WHAT YOU WILL DO:
Starting at the first of the lines below and ending at the line with "(1024, 248)", write those lines out again, keeping each one, but scale every point coordinate by 0.25 and round it to a whole number, with halves going up. Leave the pictures out.

Rows from a dataset:
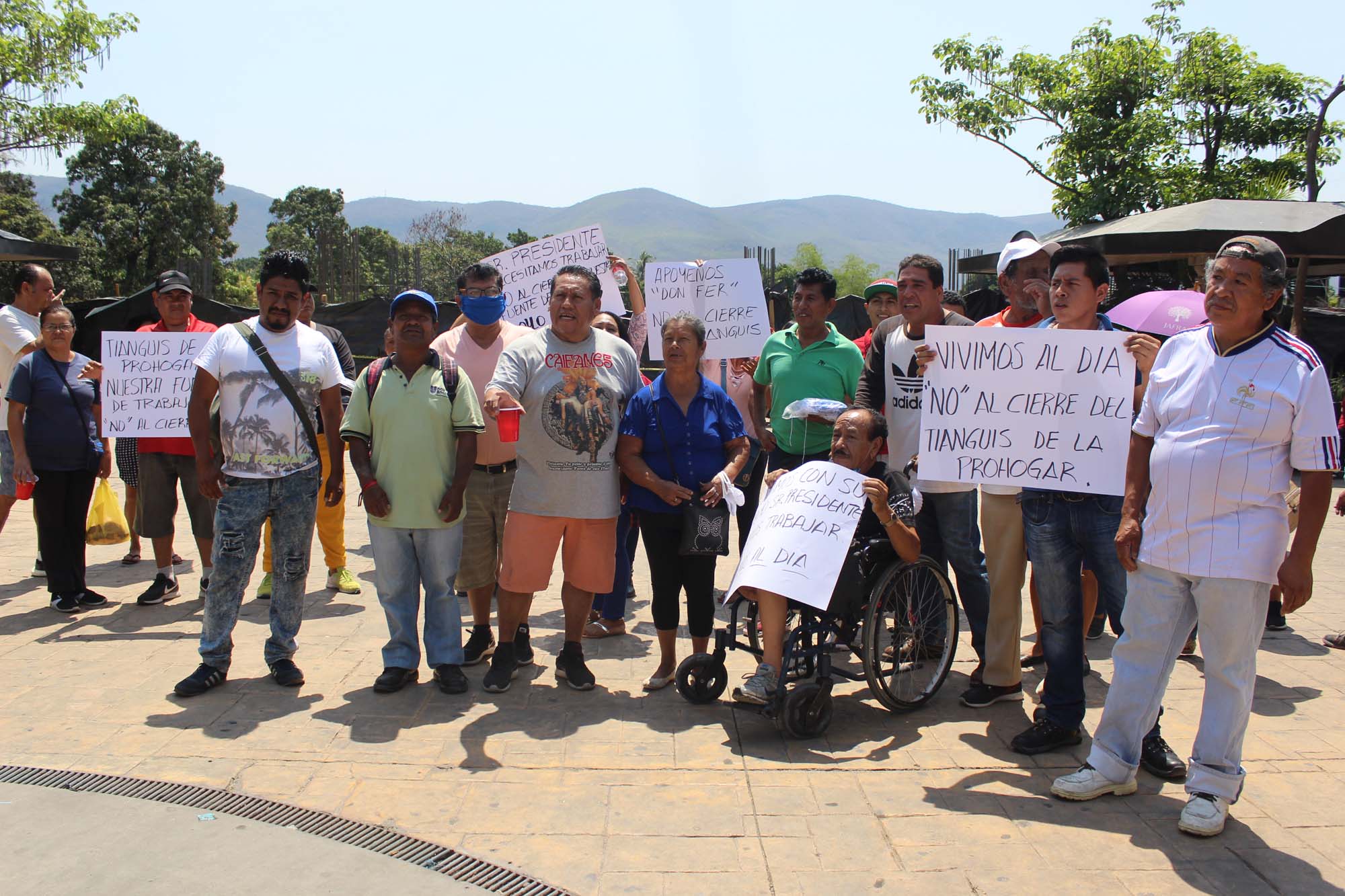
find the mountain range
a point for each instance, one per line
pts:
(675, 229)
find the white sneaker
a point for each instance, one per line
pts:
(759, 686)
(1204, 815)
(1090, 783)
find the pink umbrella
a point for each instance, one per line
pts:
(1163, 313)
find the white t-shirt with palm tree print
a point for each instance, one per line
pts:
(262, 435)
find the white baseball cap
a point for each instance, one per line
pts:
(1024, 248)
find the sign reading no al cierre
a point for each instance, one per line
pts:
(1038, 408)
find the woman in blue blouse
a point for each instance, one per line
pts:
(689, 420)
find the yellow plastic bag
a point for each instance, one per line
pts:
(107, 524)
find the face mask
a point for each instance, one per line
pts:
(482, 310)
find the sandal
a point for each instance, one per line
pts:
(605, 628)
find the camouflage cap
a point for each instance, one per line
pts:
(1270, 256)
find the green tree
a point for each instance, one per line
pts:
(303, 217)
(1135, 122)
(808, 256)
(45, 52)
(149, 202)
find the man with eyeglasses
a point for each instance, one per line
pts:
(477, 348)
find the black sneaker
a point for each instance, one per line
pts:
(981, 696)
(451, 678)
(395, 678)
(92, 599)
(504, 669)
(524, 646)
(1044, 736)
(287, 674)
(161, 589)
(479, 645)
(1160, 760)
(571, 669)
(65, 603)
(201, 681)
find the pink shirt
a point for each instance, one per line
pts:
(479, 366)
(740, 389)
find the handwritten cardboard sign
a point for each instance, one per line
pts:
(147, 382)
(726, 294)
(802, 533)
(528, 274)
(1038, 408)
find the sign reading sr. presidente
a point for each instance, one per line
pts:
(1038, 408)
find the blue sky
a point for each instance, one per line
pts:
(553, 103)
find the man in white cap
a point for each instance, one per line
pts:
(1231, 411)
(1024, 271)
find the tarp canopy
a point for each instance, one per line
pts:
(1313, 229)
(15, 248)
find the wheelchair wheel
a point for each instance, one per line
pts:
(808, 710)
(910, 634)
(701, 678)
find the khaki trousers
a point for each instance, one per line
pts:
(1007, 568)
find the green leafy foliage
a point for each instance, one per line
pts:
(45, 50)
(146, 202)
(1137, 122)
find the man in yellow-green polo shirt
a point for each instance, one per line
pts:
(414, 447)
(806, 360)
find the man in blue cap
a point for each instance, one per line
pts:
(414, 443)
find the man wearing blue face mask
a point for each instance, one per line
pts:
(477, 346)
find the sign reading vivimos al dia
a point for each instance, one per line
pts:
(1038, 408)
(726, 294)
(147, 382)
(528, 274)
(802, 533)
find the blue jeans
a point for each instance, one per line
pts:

ANSWER TO THIS TASK:
find the mountain range
a point for each instance, one per line
pts:
(169, 57)
find the white sneaker
a point for each instance, one per line
pts:
(190, 172)
(301, 204)
(273, 196)
find the pink umbrella
a point for each instance, one per line
pts:
(291, 78)
find the white t-shirt with palm tree print
a point for each instance, one per line
pts:
(66, 109)
find the white baseball cap
a point for each instance, one per line
pts:
(256, 62)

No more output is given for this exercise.